WHAT IS REQUIRED: Revise everything from the line containing "A note for the class: find the cat in" down to the line containing "<point>132,190</point>", replacing "drop" with "place" and leaving all else unchanged.

(Position annotation records)
┌──
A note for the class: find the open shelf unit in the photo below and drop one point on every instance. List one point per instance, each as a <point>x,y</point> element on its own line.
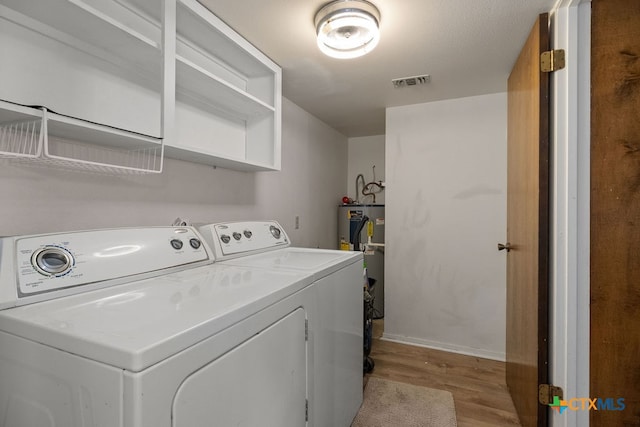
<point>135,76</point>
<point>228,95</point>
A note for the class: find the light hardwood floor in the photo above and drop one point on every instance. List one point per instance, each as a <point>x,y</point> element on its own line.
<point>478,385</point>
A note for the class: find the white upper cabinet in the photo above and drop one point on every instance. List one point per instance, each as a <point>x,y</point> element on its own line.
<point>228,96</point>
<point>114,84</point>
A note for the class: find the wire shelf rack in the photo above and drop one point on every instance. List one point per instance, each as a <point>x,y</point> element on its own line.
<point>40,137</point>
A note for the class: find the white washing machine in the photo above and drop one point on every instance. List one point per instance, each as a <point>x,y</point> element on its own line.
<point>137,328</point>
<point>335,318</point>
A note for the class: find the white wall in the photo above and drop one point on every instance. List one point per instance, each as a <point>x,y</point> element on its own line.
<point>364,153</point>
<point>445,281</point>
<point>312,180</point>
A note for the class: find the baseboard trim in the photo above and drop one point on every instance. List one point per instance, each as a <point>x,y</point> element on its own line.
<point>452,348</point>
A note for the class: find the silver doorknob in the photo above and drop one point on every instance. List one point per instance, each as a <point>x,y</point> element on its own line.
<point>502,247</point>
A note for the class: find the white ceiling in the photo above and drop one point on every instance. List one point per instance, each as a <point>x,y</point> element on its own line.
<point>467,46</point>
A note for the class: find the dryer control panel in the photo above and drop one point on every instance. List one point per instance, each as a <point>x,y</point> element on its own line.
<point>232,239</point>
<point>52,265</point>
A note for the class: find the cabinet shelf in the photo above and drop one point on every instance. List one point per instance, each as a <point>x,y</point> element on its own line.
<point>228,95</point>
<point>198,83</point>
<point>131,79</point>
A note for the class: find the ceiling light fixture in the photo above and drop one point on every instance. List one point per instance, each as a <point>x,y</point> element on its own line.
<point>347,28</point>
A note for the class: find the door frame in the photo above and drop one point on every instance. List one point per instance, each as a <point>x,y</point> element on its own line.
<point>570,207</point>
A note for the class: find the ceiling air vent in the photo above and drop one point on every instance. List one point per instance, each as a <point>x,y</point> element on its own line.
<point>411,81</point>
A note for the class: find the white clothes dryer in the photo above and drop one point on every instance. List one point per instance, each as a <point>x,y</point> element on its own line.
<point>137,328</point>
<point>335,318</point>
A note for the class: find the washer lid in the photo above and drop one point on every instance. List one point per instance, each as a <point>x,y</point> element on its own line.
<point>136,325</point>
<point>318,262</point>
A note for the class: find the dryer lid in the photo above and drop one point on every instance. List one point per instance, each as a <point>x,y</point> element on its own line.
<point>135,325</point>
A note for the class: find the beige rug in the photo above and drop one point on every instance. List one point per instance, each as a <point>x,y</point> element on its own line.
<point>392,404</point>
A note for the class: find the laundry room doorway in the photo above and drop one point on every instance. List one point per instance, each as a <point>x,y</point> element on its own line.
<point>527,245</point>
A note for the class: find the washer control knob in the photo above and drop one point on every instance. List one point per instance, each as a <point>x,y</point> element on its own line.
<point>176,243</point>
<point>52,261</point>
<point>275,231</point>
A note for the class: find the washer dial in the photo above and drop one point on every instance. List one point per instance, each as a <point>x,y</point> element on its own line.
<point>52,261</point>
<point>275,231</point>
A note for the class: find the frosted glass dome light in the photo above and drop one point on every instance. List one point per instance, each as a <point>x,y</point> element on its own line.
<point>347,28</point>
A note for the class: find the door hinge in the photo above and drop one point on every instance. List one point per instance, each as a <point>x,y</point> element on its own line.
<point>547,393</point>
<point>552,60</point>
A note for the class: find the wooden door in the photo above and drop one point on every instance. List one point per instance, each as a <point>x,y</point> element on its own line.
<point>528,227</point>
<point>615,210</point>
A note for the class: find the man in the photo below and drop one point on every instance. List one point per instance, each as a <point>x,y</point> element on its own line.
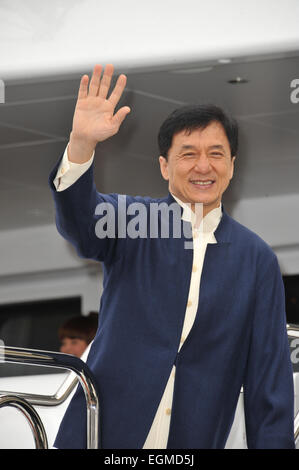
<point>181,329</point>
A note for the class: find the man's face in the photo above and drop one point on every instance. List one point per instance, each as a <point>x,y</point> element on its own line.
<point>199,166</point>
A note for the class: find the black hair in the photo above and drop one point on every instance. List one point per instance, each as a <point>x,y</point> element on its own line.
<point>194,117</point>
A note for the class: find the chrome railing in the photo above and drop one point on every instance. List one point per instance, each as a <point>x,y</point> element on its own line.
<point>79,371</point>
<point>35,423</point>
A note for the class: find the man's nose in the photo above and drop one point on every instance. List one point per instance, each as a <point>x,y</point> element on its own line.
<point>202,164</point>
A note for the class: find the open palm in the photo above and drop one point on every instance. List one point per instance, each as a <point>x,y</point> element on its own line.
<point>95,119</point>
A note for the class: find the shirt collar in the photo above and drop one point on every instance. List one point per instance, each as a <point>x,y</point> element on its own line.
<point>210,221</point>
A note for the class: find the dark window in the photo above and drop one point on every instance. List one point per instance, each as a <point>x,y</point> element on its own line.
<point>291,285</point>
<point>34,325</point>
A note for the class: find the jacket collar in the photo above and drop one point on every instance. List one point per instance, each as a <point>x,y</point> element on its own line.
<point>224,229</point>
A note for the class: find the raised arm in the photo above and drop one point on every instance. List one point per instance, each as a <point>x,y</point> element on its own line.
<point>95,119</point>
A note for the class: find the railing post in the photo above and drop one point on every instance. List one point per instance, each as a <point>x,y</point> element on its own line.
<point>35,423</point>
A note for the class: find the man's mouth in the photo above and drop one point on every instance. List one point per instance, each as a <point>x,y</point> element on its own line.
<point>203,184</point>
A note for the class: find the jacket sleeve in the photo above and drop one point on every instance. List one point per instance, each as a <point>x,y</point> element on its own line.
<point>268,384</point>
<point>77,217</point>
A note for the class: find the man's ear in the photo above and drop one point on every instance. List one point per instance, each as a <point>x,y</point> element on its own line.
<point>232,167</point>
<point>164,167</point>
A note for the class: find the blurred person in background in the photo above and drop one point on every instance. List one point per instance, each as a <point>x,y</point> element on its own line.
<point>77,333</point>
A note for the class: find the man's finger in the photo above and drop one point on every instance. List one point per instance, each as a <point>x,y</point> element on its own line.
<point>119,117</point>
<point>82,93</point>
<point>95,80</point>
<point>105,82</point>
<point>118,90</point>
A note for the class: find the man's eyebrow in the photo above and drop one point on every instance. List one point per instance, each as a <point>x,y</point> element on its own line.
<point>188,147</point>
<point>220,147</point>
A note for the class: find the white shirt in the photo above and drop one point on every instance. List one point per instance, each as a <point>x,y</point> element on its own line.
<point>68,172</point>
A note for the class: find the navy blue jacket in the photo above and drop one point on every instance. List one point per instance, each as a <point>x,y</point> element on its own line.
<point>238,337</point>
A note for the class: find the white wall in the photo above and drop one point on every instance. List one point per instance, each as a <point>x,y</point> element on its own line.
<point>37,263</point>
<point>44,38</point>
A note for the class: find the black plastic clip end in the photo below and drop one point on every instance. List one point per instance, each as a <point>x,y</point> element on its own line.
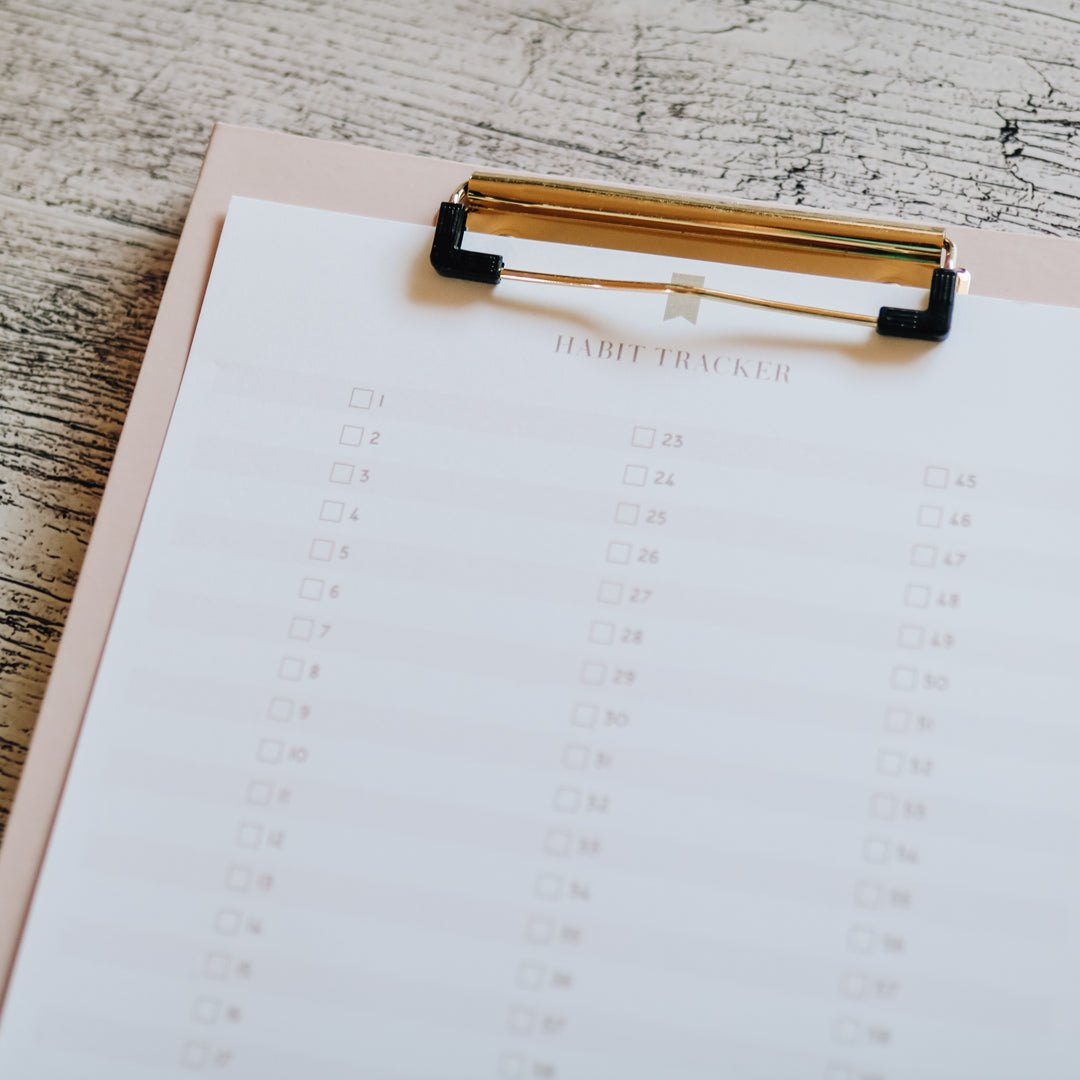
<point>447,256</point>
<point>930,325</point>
└──
┌──
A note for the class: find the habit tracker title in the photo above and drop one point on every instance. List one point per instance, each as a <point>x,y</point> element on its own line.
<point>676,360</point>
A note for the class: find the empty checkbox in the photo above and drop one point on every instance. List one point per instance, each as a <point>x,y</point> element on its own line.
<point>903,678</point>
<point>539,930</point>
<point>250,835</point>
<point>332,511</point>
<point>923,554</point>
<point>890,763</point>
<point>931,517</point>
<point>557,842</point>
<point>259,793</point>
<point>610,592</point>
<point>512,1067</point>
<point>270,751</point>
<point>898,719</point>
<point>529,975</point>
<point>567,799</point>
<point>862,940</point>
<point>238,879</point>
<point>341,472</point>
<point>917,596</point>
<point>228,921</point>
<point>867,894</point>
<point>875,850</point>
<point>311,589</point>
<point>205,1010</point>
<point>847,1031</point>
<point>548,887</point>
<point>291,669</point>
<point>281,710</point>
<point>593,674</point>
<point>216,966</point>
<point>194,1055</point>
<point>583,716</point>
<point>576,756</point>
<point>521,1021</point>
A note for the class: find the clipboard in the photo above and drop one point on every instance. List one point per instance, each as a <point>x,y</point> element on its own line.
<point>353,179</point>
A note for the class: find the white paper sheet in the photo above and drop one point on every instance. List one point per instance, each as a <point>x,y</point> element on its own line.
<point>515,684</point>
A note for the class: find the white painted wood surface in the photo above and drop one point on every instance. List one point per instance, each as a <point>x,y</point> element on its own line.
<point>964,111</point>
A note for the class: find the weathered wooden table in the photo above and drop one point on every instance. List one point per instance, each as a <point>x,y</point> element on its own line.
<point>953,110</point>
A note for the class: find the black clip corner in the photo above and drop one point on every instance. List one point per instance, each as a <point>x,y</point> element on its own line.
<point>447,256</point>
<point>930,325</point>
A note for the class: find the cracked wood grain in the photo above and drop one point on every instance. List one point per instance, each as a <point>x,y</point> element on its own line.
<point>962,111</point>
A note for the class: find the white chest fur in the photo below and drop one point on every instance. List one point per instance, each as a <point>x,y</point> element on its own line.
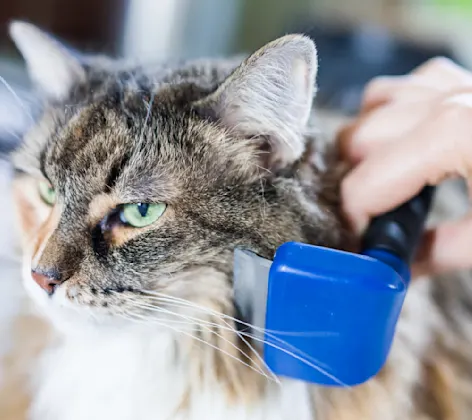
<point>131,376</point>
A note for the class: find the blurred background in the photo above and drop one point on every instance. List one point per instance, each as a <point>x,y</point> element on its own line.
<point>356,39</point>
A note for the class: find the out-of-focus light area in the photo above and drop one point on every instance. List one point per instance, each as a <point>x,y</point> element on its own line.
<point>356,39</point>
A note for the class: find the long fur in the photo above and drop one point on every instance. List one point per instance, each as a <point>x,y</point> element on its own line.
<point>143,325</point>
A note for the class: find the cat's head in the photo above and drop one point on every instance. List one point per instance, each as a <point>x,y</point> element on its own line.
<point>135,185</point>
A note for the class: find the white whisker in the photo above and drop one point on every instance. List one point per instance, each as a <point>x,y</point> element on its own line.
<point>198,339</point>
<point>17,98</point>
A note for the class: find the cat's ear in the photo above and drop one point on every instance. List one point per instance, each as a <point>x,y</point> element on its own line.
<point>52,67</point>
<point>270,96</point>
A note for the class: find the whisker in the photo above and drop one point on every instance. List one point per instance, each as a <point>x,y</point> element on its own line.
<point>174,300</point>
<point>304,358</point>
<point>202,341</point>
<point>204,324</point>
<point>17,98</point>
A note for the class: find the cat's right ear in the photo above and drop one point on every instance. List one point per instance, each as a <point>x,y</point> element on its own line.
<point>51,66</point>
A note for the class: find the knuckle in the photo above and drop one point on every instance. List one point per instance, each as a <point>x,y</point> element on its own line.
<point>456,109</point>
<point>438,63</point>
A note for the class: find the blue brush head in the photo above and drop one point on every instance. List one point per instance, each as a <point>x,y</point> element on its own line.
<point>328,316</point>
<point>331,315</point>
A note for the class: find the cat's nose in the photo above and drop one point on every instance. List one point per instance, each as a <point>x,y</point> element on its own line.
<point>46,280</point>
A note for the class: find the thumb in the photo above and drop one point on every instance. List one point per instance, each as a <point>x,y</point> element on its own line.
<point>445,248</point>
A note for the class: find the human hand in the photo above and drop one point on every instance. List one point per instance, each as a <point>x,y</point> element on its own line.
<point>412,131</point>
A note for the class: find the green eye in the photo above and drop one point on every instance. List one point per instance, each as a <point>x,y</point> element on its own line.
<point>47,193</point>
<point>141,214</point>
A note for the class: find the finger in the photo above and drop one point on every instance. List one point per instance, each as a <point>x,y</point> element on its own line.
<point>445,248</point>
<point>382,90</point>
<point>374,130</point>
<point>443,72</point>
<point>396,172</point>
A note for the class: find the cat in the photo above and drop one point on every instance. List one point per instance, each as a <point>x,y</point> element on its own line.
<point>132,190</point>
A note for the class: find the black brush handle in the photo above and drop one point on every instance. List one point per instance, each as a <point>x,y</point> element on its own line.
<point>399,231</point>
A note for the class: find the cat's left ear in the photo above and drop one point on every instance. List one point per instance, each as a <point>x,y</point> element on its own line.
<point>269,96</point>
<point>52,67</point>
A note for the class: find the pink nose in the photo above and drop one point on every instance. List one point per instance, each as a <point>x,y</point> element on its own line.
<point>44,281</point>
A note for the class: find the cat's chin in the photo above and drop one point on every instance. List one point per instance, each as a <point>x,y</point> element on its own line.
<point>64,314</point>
└──
EXPECTED ANSWER:
A note for the class: find the cat in the photo above and place one point on every instance. List one point per instance, each as a <point>x,y</point> element on its own line.
<point>132,190</point>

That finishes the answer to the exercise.